» **TASK GOAL**
The lines to copy are those in the records below that hold the word "would".

(Data extracted from a collection)
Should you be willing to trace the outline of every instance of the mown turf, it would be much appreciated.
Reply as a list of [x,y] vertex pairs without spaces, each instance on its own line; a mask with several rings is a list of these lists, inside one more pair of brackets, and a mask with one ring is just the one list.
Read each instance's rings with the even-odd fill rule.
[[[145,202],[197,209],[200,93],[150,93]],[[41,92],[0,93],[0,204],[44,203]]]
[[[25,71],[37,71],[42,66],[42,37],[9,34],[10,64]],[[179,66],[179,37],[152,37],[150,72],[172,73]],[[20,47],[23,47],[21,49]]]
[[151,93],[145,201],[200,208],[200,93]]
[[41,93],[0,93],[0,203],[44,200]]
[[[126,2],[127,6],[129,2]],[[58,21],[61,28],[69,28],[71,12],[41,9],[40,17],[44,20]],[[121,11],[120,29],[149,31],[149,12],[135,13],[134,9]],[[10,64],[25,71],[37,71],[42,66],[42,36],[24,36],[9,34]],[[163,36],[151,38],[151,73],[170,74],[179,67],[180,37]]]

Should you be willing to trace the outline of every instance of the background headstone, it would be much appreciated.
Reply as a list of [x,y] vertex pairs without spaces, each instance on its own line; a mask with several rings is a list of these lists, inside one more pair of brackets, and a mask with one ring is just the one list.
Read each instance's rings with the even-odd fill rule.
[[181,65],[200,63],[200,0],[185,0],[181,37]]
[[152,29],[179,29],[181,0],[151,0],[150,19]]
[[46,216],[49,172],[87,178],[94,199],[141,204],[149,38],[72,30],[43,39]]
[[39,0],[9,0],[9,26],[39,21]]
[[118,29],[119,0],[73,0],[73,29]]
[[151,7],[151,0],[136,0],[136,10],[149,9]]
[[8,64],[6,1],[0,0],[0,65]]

» **OUTPUT BELOW**
Should you be willing to trace the outline of every instance of the mown turf, it would be much appreciated.
Should you be willing to trace the outline of every instance of the background headstone, it would be much appreciated.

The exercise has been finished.